* **Articolo**
________
Donald Trump è riuscito – a una prima analisi superficiale – a trasformare una scelta giusta in un gigantesco errore. La scelta giusta era ed è di riconoscere che la capitale di Israele (da 2.600 anni, si potrebbe dire) è Gerusalemme e d’altronde nel lontano 1995 il Congresso americano votò appunto il “Jerusalem Embassy Act” che ribadisce questa indiscutibile realtà. Ma il gigantesco errore – sempre a una prima analisi – è quello di concretizzare oggi quella scelta giusta.

La prima ragione è che non si capisce il vantaggio che oggi ne ricavino gli Stati Uniti e la stessa Israele, a meno che non si guardi (e non è una scelta maliziosa) ai sondaggi di gradimento di Trump e dei repubblicani presso l’ampissima fascia degli elettori radicali delle varie chiese protestanti americane che sicuramente apprezzano questa mossa.

La seconda ragione che sconsiglia questa mossa è l’imbarazzo – di più, la paralisi – che essa provoca nei non pochi paesi arabi che stanno costruendo con Israele una alleanza di ferro in funzione anti iraniana (Arabia Saudita e paesi del Golfo – escluso il Qatar – Egitto, Giordania e Marocco) che si preparavano a proporre un nuovo piano di pace alla parte palestinese.

In particolare questa mossa paralizza proprio il più recente e convinto alleato di Israele Mohammed bin Salman, che si è spinto a riconoscere apertamente “il pieno diritto all’esistenza dello Stato di Israele”, come mai, assolutamente mai nessun regnante saudita aveva mai fatto, che si apprestava ad imporre ad Abu Mazen una piattaforma di accordo con Netanyahu dalla quale erano stati tolti i punti più scabrosi, come il “diritto al ritorno” in Israele dei milioni di eredi dei profughi dal 1048 al 1967.

La terza ragione è che questa mossa dà fiato a quella destra israeliana che pretende che Gerusalemme non sia solo la capitale di Israele, ma “solo” la capitale di Israele, escludendo quindi che Gerusalemme Est, che pure formalmente e sostanzialmente è ancora un “Territorio sotto occupazione straniera” diventi mai la capitale di una Stato Palestinese. Infine, ma non per ultimo, questa mossa elimina, mina alle radici, qualsiasi possibilità che gli Usa svolgano d’ora in poi quel ruolo di mediazione che sempre tutti i presidenti americani hanno svolto (ad eccezione di Barack Obama, che ha tentato, ma si è ingarbugliato nelle sue stesse fumosità).
________
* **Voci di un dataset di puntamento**
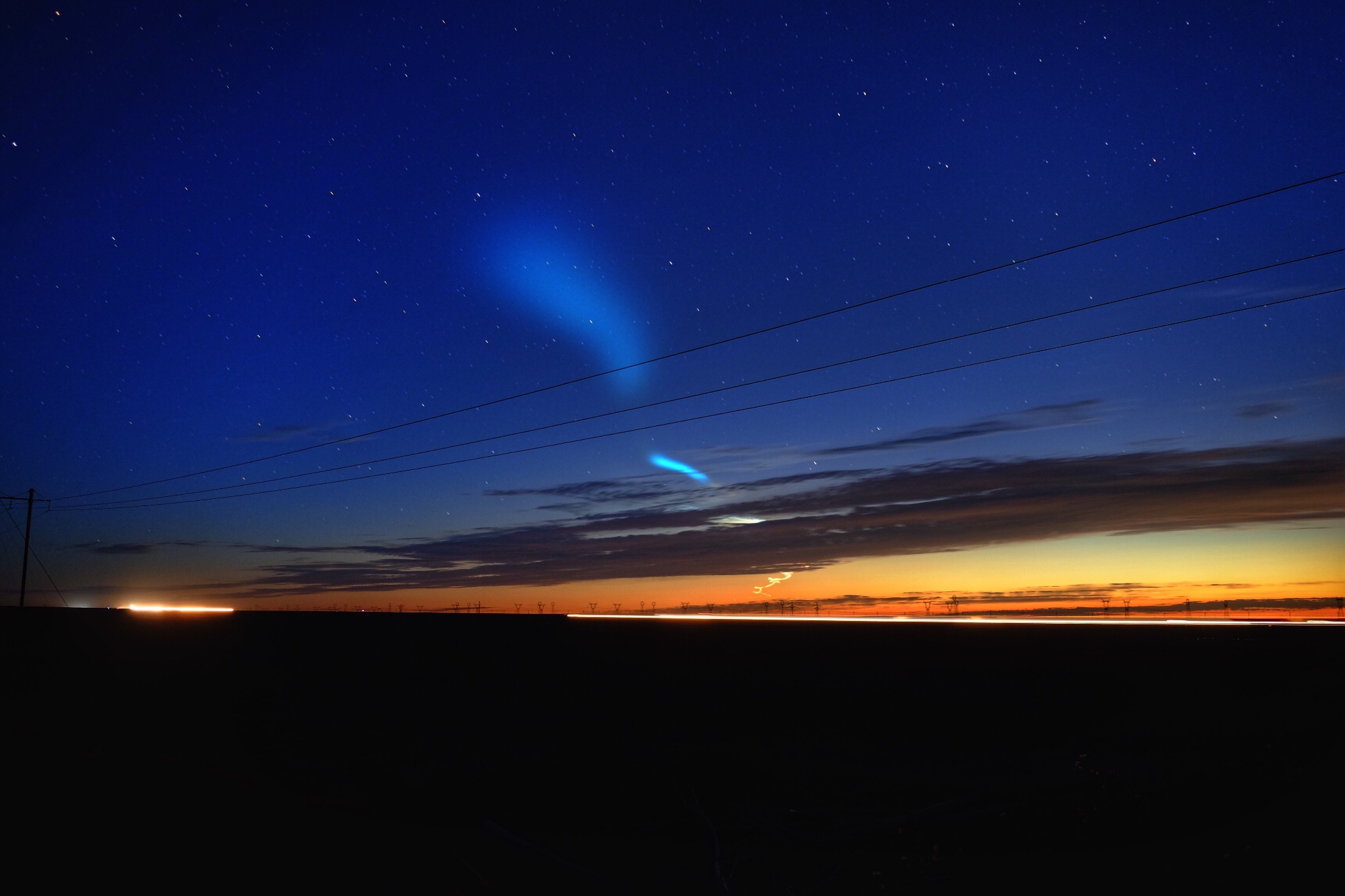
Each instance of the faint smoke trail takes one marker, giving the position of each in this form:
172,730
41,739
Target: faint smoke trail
565,289
678,467
771,582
________
* **I tuoi compiti**
A - Trascrivi dall'articolo il passo che comincia con le parole "Donald Trump è" e si chiude dopo le parole "quella scelta giusta.".
B - Secondo l'articolo, in quale anno il Congresso americano votò il "Jerusalem Embassy Act"?

* **Risposte all'esercizio**
A -
Donald Trump è riuscito – a una prima analisi superficiale – a trasformare una scelta giusta in un gigantesco errore. La scelta giusta era ed è di riconoscere che la capitale di Israele (da 2.600 anni, si potrebbe dire) è Gerusalemme e d’altronde nel lontano 1995 il Congresso americano votò appunto il “Jerusalem Embassy Act” che ribadisce questa indiscutibile realtà. Ma il gigantesco errore – sempre a una prima analisi – è quello di concretizzare oggi quella scelta giusta.

B - Nel 1995.